Extracted records -
▬▬▬▬▬▬▬▬▬▬
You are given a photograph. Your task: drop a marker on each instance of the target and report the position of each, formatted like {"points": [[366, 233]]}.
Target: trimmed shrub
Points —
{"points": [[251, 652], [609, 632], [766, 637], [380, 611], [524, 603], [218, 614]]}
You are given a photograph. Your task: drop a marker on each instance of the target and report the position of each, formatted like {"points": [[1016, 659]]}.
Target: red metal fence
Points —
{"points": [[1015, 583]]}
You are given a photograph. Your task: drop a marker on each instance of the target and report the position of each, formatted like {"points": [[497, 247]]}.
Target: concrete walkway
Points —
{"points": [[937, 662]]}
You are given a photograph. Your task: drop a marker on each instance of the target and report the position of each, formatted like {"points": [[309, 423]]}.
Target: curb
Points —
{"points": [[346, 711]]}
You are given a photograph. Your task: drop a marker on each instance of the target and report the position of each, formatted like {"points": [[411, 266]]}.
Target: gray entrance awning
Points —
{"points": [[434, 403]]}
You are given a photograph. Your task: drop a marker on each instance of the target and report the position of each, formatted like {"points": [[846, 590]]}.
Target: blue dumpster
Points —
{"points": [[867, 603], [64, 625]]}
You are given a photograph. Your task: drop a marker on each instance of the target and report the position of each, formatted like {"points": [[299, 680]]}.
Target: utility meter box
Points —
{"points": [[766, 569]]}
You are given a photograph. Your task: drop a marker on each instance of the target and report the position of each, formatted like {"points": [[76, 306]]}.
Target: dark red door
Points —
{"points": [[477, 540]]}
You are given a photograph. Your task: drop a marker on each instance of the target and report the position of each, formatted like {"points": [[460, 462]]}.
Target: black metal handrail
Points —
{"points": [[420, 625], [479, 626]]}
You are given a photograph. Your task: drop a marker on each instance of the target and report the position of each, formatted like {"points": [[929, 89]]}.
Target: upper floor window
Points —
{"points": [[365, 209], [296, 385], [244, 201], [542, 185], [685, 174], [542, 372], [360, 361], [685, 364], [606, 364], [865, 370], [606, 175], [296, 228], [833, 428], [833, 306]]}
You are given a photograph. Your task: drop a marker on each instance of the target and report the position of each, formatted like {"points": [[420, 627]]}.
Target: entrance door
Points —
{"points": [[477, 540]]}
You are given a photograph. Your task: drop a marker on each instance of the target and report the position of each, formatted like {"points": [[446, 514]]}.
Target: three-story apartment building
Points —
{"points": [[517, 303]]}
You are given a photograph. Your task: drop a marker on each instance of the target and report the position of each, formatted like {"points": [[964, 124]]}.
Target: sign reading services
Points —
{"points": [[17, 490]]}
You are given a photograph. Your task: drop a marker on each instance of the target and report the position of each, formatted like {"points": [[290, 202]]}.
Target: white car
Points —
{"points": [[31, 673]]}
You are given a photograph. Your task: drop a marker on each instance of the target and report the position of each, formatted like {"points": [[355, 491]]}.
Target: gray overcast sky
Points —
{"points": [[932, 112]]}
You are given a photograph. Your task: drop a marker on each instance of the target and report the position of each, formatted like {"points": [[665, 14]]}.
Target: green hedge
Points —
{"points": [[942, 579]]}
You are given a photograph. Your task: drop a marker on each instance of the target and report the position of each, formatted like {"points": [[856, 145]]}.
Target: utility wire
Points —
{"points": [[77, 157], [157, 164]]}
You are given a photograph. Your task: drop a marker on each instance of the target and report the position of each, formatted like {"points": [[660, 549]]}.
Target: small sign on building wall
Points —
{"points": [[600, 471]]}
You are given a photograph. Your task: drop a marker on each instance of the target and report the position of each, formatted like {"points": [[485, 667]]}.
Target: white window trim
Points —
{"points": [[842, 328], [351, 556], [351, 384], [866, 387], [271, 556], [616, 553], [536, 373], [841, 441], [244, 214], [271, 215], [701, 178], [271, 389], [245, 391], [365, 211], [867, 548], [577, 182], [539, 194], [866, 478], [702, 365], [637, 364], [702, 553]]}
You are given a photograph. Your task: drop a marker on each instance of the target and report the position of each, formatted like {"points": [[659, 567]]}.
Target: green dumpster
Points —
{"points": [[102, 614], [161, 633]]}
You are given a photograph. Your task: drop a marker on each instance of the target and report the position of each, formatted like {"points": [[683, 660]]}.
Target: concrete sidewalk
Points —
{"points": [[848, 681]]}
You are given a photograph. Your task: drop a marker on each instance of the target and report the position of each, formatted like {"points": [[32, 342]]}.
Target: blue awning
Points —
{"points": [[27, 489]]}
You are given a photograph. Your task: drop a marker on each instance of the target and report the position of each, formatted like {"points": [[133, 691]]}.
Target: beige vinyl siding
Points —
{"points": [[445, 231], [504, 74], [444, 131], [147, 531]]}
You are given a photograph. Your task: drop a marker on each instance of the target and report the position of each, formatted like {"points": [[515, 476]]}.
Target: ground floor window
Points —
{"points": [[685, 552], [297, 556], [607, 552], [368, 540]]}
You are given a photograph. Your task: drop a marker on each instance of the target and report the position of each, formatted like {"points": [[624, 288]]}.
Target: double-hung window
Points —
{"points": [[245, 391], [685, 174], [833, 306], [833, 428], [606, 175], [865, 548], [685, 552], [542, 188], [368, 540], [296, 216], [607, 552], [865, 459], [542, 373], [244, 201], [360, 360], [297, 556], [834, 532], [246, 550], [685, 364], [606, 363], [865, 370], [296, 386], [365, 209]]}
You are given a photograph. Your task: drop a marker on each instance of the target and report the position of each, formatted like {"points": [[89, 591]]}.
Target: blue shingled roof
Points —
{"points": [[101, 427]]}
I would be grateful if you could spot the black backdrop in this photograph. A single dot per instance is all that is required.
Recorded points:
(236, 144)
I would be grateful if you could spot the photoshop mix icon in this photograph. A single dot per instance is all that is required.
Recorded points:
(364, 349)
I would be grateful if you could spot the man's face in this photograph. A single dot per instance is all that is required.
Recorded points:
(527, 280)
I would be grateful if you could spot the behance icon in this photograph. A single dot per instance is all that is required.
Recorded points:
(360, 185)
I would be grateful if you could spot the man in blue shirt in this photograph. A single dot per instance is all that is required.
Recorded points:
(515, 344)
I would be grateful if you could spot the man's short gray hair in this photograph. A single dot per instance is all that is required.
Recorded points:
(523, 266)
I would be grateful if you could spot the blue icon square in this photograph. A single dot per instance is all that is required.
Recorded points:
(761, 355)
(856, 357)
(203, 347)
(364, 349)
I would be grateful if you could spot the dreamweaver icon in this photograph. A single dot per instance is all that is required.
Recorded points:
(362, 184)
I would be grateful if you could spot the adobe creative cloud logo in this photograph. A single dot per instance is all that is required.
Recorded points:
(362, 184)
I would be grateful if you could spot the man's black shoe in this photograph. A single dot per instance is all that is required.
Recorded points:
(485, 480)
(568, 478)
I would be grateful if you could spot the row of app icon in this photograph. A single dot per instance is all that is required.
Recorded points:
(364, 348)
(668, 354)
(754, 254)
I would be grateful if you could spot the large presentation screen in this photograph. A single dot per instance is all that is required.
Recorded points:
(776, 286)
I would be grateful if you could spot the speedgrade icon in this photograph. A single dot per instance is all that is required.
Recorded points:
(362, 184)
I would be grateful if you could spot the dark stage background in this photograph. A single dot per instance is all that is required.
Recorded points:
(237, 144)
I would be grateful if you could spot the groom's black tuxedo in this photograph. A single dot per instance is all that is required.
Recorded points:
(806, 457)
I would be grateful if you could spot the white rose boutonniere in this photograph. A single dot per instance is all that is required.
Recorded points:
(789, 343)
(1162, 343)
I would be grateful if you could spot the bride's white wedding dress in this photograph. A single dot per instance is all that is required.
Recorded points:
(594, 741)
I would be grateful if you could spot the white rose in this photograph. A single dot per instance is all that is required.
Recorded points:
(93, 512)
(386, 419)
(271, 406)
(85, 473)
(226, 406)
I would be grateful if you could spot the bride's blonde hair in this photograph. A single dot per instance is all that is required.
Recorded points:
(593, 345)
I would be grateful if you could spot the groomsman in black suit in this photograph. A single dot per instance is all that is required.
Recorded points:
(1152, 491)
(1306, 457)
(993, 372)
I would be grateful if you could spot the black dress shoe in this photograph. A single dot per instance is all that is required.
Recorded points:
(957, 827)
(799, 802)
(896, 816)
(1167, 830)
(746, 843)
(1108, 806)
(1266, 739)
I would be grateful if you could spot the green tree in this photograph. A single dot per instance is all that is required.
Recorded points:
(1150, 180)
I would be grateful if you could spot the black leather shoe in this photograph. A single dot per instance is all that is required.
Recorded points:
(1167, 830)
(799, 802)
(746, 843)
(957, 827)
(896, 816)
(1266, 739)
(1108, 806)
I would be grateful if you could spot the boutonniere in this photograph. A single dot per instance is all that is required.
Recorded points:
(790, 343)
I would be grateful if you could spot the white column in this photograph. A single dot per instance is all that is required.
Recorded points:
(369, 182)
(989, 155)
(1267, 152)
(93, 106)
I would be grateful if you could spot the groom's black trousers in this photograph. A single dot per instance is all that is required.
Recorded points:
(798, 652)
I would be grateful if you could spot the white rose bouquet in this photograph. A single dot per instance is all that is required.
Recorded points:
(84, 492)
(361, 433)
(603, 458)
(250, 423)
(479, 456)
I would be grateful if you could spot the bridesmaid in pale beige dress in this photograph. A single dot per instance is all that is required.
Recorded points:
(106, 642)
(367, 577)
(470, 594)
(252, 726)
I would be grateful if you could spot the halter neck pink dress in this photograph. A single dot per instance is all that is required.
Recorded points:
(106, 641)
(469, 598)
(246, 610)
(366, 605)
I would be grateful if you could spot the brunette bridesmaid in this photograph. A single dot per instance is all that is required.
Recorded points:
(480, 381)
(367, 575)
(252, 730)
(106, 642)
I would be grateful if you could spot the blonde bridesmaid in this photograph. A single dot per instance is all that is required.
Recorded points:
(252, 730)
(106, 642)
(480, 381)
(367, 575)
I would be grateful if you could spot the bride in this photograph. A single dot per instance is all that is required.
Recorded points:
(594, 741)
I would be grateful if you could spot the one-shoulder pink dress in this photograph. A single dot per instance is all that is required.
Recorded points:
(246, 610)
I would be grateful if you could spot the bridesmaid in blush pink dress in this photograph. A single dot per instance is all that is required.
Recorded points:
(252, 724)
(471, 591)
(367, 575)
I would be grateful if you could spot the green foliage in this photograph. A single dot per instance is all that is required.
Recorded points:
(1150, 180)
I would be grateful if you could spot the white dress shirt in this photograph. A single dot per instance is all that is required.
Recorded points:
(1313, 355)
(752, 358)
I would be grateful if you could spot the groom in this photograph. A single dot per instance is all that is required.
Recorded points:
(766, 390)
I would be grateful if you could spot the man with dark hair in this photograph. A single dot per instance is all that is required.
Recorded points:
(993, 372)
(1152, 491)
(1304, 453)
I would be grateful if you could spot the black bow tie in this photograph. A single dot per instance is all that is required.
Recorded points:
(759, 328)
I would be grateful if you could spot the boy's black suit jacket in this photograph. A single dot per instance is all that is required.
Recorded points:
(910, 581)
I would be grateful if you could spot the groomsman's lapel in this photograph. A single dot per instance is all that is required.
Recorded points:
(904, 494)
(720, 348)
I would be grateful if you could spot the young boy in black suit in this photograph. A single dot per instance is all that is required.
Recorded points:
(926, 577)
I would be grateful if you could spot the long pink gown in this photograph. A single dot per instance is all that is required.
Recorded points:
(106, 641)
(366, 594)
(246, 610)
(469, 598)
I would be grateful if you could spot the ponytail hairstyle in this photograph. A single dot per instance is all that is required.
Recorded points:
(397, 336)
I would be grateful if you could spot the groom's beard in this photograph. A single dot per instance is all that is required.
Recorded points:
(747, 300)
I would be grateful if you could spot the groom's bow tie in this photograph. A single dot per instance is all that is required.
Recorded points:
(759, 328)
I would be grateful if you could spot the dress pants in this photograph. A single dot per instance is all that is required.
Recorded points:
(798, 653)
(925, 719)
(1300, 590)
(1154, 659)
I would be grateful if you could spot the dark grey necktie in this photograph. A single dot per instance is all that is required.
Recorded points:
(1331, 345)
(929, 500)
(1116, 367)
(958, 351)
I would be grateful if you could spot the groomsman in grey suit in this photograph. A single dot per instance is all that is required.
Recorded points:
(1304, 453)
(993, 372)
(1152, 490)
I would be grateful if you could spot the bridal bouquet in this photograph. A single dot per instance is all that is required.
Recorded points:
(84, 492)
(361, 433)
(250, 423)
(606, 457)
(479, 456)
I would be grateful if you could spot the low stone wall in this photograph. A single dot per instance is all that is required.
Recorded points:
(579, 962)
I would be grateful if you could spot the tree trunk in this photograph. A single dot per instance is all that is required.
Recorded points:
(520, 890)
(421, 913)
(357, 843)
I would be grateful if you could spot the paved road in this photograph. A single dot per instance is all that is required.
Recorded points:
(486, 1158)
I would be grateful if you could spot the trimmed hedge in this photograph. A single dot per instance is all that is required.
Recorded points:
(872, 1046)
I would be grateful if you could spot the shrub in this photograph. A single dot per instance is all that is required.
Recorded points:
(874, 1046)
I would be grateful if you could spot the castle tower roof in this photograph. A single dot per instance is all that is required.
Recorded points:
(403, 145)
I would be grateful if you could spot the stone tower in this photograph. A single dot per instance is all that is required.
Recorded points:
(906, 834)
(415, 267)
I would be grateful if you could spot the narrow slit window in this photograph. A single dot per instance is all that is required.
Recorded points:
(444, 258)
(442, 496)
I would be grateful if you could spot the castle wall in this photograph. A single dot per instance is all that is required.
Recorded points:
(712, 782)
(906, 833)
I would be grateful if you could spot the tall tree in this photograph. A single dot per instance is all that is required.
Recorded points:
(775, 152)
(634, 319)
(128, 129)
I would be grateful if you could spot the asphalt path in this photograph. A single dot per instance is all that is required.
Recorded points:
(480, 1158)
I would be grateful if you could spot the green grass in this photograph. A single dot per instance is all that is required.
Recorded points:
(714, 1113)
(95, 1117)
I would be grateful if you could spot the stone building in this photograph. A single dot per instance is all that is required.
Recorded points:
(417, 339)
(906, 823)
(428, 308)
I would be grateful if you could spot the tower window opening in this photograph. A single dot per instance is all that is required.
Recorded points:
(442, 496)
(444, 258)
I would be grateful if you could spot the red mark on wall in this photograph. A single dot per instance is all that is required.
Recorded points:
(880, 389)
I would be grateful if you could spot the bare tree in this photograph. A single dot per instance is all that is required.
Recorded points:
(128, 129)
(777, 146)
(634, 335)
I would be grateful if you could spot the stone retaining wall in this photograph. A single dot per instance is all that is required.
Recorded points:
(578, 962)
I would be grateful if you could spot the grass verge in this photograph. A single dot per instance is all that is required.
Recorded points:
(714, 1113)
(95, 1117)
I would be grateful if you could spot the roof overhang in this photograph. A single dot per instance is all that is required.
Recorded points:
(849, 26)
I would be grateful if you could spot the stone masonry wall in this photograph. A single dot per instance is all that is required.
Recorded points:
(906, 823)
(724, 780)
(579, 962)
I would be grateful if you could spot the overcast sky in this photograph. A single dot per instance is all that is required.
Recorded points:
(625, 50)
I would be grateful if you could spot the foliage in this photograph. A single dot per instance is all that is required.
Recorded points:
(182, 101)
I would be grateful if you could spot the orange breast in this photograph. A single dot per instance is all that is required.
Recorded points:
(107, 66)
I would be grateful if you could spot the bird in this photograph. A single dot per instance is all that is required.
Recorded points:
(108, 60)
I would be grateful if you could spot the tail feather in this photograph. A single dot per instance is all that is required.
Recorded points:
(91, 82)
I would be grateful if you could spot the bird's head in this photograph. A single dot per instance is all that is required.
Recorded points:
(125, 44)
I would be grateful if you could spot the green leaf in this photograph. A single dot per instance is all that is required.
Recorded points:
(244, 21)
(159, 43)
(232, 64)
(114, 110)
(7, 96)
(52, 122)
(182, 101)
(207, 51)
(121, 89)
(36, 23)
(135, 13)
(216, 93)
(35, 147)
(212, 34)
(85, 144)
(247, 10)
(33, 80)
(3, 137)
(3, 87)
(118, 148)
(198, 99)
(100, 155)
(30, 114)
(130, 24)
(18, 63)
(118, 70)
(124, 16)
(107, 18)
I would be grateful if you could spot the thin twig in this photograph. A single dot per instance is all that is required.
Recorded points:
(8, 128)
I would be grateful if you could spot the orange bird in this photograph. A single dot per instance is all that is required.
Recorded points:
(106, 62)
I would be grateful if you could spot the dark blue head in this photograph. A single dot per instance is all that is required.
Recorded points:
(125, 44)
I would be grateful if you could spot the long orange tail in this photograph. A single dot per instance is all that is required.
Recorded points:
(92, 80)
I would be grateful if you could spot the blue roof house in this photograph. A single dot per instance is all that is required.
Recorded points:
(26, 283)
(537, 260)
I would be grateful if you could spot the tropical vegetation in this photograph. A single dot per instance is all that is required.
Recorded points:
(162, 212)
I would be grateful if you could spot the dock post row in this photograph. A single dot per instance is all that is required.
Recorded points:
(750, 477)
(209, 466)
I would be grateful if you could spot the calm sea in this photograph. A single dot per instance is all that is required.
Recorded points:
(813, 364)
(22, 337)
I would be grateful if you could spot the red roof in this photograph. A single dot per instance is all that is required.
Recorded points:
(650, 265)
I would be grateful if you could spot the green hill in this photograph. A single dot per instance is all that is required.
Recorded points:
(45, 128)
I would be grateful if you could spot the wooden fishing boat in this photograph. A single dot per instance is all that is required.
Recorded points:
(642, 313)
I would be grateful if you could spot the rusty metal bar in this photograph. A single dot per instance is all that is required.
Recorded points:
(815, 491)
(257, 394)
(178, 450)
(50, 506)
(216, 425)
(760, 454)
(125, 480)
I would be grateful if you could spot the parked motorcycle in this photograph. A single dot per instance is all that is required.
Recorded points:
▬▬▬▬▬▬▬▬▬▬
Required task - Write out the data above unchanged, from the line holding "I would be grateful if you could spot the green hill" through the end of the data, both ends included.

Finished task -
I would be grateful if you could spot the green hill in this photograph. A single dot per instance is all that is required.
Recorded points:
(45, 128)
I would be grateful if you could spot the wooden fishing boat in this photograph. A single dot per instance is all that is required.
Recorded points:
(642, 313)
I would be grateful if you could spot the rusty metal bar in this photograph. A single dot per instance is all that is required.
Recorded points:
(815, 491)
(257, 394)
(178, 450)
(50, 506)
(216, 425)
(760, 454)
(125, 480)
I would be grateful if you could spot the parked motorcycle in this photograph. A single dot per instance is all that is required.
Recorded points:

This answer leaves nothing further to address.